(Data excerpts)
────────
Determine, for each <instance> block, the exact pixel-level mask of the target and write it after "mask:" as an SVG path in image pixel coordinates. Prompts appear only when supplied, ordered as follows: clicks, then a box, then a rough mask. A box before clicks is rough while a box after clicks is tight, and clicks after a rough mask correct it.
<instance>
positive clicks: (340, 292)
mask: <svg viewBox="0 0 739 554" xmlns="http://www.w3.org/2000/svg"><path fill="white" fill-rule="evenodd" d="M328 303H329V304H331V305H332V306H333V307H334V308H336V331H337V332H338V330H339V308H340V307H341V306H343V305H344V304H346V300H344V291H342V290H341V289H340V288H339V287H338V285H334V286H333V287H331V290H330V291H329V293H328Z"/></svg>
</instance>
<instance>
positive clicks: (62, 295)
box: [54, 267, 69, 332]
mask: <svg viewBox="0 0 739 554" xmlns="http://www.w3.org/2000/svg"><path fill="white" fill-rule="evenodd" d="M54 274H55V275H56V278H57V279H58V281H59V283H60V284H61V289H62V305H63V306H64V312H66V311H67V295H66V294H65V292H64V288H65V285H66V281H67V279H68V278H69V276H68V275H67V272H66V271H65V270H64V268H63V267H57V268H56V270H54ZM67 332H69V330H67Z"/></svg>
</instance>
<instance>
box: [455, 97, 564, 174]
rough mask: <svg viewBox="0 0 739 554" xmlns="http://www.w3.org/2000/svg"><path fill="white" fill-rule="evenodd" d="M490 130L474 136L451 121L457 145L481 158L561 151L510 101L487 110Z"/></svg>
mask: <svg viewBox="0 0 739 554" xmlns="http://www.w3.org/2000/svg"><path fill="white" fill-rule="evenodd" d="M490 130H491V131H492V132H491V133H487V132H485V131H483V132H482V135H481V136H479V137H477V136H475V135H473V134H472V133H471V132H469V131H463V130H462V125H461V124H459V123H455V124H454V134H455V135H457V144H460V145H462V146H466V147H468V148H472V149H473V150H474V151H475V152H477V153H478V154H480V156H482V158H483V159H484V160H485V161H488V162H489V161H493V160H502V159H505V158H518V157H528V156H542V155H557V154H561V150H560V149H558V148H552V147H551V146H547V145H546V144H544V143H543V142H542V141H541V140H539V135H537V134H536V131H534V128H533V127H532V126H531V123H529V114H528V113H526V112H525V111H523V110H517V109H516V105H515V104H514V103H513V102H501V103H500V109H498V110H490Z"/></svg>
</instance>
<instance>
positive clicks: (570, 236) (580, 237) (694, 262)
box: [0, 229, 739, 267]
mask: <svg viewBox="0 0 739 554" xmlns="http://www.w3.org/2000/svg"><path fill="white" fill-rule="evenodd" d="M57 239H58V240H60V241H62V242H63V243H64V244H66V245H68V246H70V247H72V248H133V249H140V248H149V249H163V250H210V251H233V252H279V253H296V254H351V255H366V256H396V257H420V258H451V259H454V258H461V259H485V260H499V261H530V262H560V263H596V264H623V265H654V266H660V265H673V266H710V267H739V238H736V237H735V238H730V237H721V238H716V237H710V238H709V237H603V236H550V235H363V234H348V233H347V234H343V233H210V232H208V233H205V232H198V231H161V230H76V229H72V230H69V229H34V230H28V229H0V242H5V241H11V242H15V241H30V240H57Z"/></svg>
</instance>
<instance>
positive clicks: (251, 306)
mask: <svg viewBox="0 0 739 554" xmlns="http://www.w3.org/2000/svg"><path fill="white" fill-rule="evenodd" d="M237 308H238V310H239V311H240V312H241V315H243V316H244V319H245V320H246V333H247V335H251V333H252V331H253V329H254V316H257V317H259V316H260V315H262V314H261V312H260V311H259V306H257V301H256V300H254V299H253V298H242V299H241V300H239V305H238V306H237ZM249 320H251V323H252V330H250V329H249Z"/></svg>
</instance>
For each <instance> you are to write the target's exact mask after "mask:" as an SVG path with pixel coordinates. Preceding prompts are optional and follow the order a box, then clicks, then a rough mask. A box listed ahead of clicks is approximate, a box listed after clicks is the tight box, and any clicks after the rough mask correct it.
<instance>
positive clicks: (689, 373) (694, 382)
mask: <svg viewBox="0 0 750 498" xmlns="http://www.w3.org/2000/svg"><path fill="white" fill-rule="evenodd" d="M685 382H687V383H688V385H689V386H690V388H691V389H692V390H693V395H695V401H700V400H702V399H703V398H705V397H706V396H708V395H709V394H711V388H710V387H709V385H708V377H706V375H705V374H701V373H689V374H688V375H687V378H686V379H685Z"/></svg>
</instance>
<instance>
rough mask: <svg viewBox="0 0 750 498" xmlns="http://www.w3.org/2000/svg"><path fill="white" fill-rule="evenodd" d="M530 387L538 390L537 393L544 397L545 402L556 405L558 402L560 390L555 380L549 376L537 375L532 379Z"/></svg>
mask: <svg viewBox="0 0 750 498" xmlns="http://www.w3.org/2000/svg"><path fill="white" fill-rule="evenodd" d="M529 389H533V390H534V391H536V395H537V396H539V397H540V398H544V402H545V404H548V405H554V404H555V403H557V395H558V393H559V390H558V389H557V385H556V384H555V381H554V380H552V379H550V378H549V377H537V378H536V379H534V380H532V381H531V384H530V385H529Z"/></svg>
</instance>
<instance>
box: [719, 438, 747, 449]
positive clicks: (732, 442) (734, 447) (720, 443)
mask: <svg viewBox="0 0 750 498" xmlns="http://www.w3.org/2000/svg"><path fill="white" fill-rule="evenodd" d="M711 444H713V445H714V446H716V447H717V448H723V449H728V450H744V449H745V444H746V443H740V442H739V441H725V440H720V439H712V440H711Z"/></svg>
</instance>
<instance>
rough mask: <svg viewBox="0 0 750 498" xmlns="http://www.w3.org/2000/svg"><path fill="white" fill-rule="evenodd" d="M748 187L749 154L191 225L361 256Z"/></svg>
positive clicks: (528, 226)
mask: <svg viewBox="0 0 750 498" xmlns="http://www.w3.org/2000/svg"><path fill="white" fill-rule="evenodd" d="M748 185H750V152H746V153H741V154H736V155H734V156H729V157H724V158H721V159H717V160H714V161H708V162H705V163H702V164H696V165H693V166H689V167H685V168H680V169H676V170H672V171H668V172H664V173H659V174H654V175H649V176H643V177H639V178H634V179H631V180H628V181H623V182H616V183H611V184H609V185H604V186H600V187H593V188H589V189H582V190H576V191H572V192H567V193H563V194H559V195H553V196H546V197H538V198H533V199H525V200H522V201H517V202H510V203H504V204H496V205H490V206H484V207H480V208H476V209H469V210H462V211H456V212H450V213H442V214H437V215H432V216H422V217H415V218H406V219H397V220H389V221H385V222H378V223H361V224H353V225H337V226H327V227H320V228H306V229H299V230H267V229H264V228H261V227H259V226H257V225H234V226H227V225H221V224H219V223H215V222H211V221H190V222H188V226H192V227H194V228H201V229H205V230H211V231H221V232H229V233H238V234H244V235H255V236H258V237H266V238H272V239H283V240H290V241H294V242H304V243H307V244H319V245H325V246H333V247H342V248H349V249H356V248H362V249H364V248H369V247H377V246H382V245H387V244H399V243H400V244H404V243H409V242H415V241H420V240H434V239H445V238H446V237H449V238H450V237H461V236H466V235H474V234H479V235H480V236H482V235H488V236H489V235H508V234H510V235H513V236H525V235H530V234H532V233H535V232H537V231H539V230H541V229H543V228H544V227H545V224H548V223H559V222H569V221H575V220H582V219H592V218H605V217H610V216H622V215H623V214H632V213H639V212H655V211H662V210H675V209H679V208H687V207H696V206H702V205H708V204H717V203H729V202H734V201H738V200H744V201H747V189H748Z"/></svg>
────────
__Exercise aim__: Starting from the first line above, copy the data through to the last line exactly.

__Response for this exercise__:
Determine, for each <instance> block, the exact pixel-level mask of the target and write it after "mask:" as an SVG path in image pixel coordinates. Prompts appear only when supplied, ordered as follows: clicks, then a box, then a rough mask. A box before clicks is rough while a box after clicks is tight, and clicks after a rough mask correct it.
<instance>
positive clicks: (340, 292)
mask: <svg viewBox="0 0 739 554" xmlns="http://www.w3.org/2000/svg"><path fill="white" fill-rule="evenodd" d="M328 303H329V304H331V305H332V306H333V307H334V308H336V331H337V332H338V330H339V308H340V307H341V306H343V305H344V304H346V300H344V291H342V290H341V289H340V288H339V287H338V285H334V286H333V287H331V290H330V291H329V293H328Z"/></svg>
</instance>
<instance>
positive clicks: (62, 295)
box: [54, 267, 69, 332]
mask: <svg viewBox="0 0 739 554" xmlns="http://www.w3.org/2000/svg"><path fill="white" fill-rule="evenodd" d="M54 274H55V275H56V278H57V279H58V281H59V283H60V284H61V289H62V305H63V306H64V312H66V311H67V295H66V294H65V292H64V288H65V285H66V281H67V279H68V278H69V276H68V275H67V272H66V271H65V270H64V268H63V267H57V268H56V270H54ZM67 332H69V330H67Z"/></svg>
</instance>
<instance>
box: [455, 97, 564, 174]
rough mask: <svg viewBox="0 0 739 554" xmlns="http://www.w3.org/2000/svg"><path fill="white" fill-rule="evenodd" d="M490 130L474 136L451 121L457 145L481 158L561 151L510 101L487 110Z"/></svg>
mask: <svg viewBox="0 0 739 554" xmlns="http://www.w3.org/2000/svg"><path fill="white" fill-rule="evenodd" d="M490 130H491V131H492V132H491V133H487V132H485V131H483V132H482V135H481V136H479V137H477V136H475V135H473V134H472V133H471V132H469V131H463V130H462V125H461V124H459V123H455V124H454V134H455V135H457V144H460V145H462V146H466V147H468V148H472V149H473V150H474V151H475V152H477V153H478V154H480V156H482V158H483V159H484V160H485V161H488V162H489V161H493V160H502V159H505V158H518V157H528V156H542V155H557V154H561V150H560V149H558V148H552V147H551V146H547V145H546V144H544V143H543V142H542V141H541V140H539V135H537V134H536V131H534V128H533V127H532V126H531V123H529V114H528V113H526V112H525V111H523V110H517V109H516V105H515V104H514V103H513V102H501V103H500V109H498V110H490Z"/></svg>
</instance>
<instance>
positive clicks: (570, 236) (580, 237) (694, 262)
box: [0, 229, 739, 267]
mask: <svg viewBox="0 0 739 554" xmlns="http://www.w3.org/2000/svg"><path fill="white" fill-rule="evenodd" d="M57 239H58V240H60V241H62V242H63V243H64V244H66V245H68V246H70V247H72V248H133V249H140V248H149V249H163V250H210V251H233V252H279V253H296V254H351V255H366V256H396V257H420V258H451V259H454V258H461V259H485V260H499V261H530V262H560V263H596V264H623V265H654V266H660V265H673V266H710V267H739V238H736V237H735V238H730V237H721V238H716V237H710V238H709V237H603V236H550V235H363V234H348V233H347V234H343V233H210V232H208V233H205V232H198V231H161V230H76V229H72V230H69V229H34V230H28V229H0V242H5V241H11V242H15V241H30V240H57Z"/></svg>
</instance>
<instance>
positive clicks: (251, 306)
mask: <svg viewBox="0 0 739 554" xmlns="http://www.w3.org/2000/svg"><path fill="white" fill-rule="evenodd" d="M237 308H238V310H239V311H240V312H241V315H243V316H244V319H245V320H246V333H247V335H251V333H252V331H253V329H254V316H257V317H259V316H260V315H262V314H261V312H260V311H259V306H257V301H256V300H254V299H253V298H242V299H241V300H239V305H238V306H237ZM249 320H251V323H252V330H250V329H249Z"/></svg>
</instance>
For each <instance> you are to write the target's exact mask after "mask:" as an SVG path with pixel coordinates. Preceding prompts are optional and follow the order a box, then clicks, then a rough mask. A box listed ahead of clicks is approximate, a box listed after clicks is the tight box, and any clicks after the rough mask correct it.
<instance>
positive clicks: (689, 373) (694, 382)
mask: <svg viewBox="0 0 750 498" xmlns="http://www.w3.org/2000/svg"><path fill="white" fill-rule="evenodd" d="M685 382H687V383H688V385H689V386H690V388H691V389H692V390H693V395H695V401H700V400H702V399H703V398H705V397H706V396H708V395H709V394H711V388H710V387H709V385H708V377H706V375H705V374H701V373H689V374H688V375H687V378H686V379H685Z"/></svg>
</instance>
<instance>
rough mask: <svg viewBox="0 0 750 498" xmlns="http://www.w3.org/2000/svg"><path fill="white" fill-rule="evenodd" d="M530 387L538 390L537 393L544 397L545 402L556 405L558 402L560 390L555 380L549 376L537 375L532 379Z"/></svg>
mask: <svg viewBox="0 0 750 498" xmlns="http://www.w3.org/2000/svg"><path fill="white" fill-rule="evenodd" d="M529 389H533V390H534V391H536V395H537V396H539V397H540V398H544V402H545V404H548V405H554V404H555V403H557V395H558V393H559V390H558V389H557V385H556V384H555V381H554V380H552V379H550V378H549V377H537V378H536V379H534V380H532V381H531V384H530V385H529Z"/></svg>
</instance>
<instance>
box: [719, 438, 747, 449]
positive clicks: (732, 442) (734, 447) (720, 443)
mask: <svg viewBox="0 0 750 498" xmlns="http://www.w3.org/2000/svg"><path fill="white" fill-rule="evenodd" d="M711 444H713V445H714V446H716V447H717V448H723V449H728V450H744V449H745V444H746V443H740V442H739V441H725V440H720V439H712V440H711Z"/></svg>
</instance>
<instance>
rough mask: <svg viewBox="0 0 750 498" xmlns="http://www.w3.org/2000/svg"><path fill="white" fill-rule="evenodd" d="M748 187L749 154L191 225L361 256Z"/></svg>
positive clicks: (528, 226)
mask: <svg viewBox="0 0 750 498" xmlns="http://www.w3.org/2000/svg"><path fill="white" fill-rule="evenodd" d="M748 185H750V152H746V153H741V154H736V155H734V156H729V157H724V158H721V159H717V160H714V161H708V162H705V163H702V164H696V165H693V166H689V167H685V168H680V169H676V170H672V171H668V172H664V173H659V174H654V175H649V176H643V177H639V178H634V179H631V180H628V181H623V182H616V183H611V184H609V185H604V186H600V187H593V188H589V189H582V190H576V191H572V192H567V193H563V194H559V195H553V196H546V197H538V198H533V199H525V200H522V201H517V202H510V203H504V204H496V205H490V206H484V207H480V208H476V209H469V210H462V211H456V212H450V213H442V214H437V215H432V216H422V217H415V218H406V219H397V220H389V221H385V222H378V223H361V224H353V225H337V226H327V227H320V228H306V229H299V230H267V229H264V228H261V227H259V226H257V225H234V226H227V225H221V224H219V223H215V222H211V221H190V222H188V226H192V227H194V228H201V229H205V230H211V231H221V232H229V233H238V234H244V235H255V236H258V237H266V238H272V239H283V240H290V241H294V242H304V243H307V244H319V245H325V246H333V247H342V248H349V249H356V248H362V249H364V248H369V247H377V246H382V245H387V244H399V243H400V244H404V243H409V242H415V241H420V240H434V239H445V238H446V237H449V238H450V237H461V236H466V235H474V234H479V235H480V236H482V235H488V236H489V235H508V234H510V235H513V236H525V235H530V234H532V233H535V232H537V231H539V230H541V229H543V228H544V227H545V224H548V223H559V222H569V221H575V220H582V219H592V218H605V217H610V216H622V215H623V214H632V213H639V212H655V211H662V210H675V209H679V208H687V207H696V206H702V205H708V204H717V203H729V202H734V201H738V200H744V201H747V189H748Z"/></svg>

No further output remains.